EXERCISE INSTRUCTIONS: Please count the lines below that contain the word "brown", and reply with the number alone.

Bounding box annotation entries
******************************
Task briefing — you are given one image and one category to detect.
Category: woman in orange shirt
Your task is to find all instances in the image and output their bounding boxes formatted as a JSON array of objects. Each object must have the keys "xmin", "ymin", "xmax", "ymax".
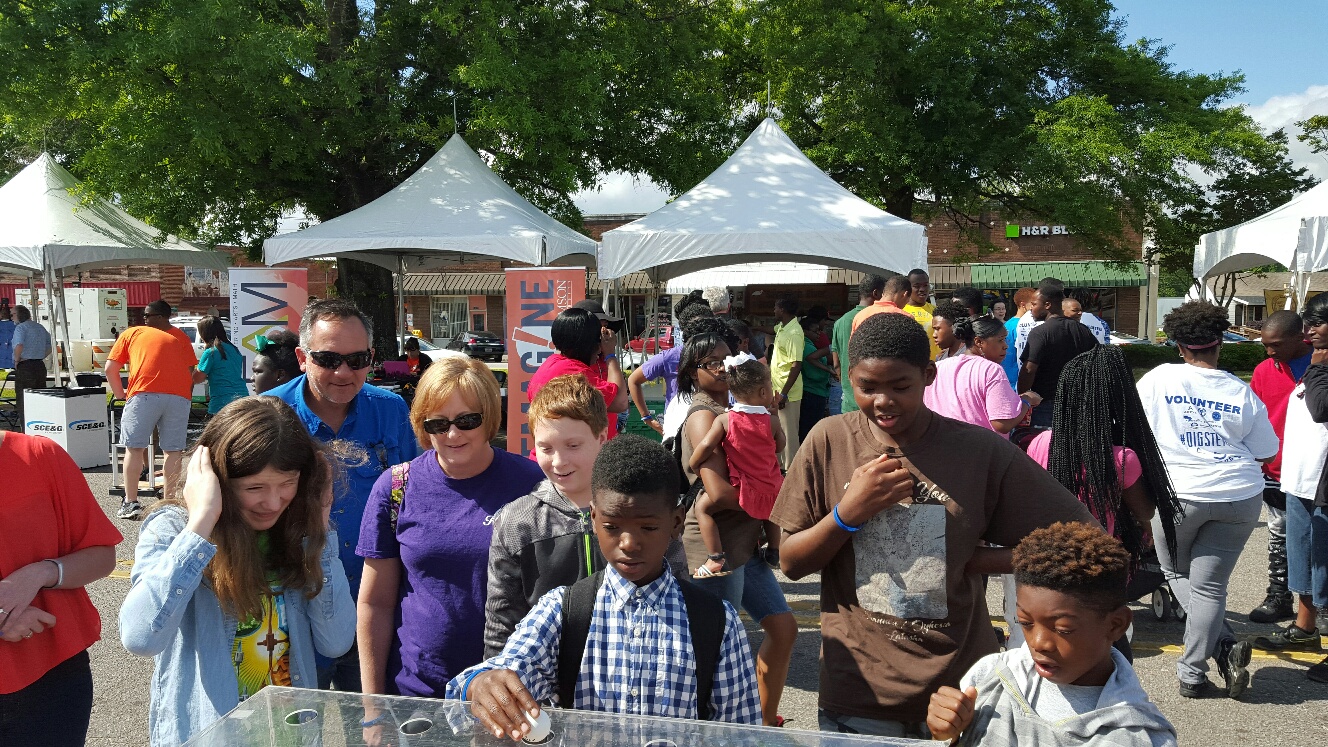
[{"xmin": 0, "ymin": 433, "xmax": 122, "ymax": 747}]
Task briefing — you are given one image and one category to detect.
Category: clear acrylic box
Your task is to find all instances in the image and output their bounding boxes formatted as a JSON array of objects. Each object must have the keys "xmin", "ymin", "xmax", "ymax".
[{"xmin": 186, "ymin": 687, "xmax": 936, "ymax": 747}]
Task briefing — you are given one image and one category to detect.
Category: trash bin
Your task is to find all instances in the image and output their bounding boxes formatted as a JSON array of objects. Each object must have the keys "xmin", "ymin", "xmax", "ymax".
[{"xmin": 23, "ymin": 387, "xmax": 110, "ymax": 469}]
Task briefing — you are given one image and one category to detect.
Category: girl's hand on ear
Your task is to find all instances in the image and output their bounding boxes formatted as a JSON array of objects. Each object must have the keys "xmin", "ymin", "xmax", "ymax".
[{"xmin": 185, "ymin": 447, "xmax": 222, "ymax": 540}]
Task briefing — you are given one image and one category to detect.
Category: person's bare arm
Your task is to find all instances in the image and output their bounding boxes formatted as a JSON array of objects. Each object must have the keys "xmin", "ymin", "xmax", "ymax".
[
  {"xmin": 104, "ymin": 351, "xmax": 127, "ymax": 398},
  {"xmin": 356, "ymin": 558, "xmax": 401, "ymax": 696},
  {"xmin": 689, "ymin": 413, "xmax": 729, "ymax": 472}
]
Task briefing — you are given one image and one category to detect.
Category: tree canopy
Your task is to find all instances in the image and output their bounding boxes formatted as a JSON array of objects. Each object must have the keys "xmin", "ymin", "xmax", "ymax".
[{"xmin": 0, "ymin": 0, "xmax": 1296, "ymax": 350}]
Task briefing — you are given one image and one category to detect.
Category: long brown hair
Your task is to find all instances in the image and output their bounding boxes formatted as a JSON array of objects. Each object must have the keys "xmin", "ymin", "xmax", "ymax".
[{"xmin": 154, "ymin": 397, "xmax": 335, "ymax": 619}]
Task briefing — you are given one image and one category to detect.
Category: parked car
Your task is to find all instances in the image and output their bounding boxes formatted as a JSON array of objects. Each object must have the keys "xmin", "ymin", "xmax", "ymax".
[
  {"xmin": 448, "ymin": 331, "xmax": 507, "ymax": 360},
  {"xmin": 627, "ymin": 327, "xmax": 673, "ymax": 355},
  {"xmin": 401, "ymin": 336, "xmax": 463, "ymax": 362}
]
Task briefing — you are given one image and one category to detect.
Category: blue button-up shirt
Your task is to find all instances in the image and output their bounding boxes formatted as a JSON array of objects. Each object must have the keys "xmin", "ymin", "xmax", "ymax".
[
  {"xmin": 263, "ymin": 375, "xmax": 420, "ymax": 598},
  {"xmin": 446, "ymin": 568, "xmax": 761, "ymax": 723}
]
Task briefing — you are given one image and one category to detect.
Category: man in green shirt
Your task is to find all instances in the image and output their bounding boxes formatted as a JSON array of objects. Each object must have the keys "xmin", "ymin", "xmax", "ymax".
[
  {"xmin": 830, "ymin": 275, "xmax": 886, "ymax": 415},
  {"xmin": 770, "ymin": 298, "xmax": 806, "ymax": 469}
]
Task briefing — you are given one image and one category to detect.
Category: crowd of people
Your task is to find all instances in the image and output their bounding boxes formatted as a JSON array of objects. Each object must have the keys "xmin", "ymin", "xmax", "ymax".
[{"xmin": 0, "ymin": 270, "xmax": 1328, "ymax": 747}]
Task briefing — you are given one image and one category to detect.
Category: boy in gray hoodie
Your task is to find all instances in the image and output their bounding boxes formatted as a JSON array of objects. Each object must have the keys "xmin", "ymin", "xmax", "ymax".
[{"xmin": 927, "ymin": 524, "xmax": 1177, "ymax": 747}]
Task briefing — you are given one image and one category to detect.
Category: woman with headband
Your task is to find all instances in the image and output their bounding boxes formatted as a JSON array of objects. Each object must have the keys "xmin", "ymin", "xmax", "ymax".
[{"xmin": 1138, "ymin": 300, "xmax": 1278, "ymax": 698}]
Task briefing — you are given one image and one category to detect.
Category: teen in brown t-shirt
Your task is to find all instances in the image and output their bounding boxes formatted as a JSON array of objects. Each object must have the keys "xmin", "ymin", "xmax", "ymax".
[{"xmin": 770, "ymin": 314, "xmax": 1093, "ymax": 736}]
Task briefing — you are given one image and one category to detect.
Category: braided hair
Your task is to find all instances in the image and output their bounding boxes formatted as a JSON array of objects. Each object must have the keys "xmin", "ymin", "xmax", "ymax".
[{"xmin": 1046, "ymin": 346, "xmax": 1183, "ymax": 564}]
******************************
RESULT: 2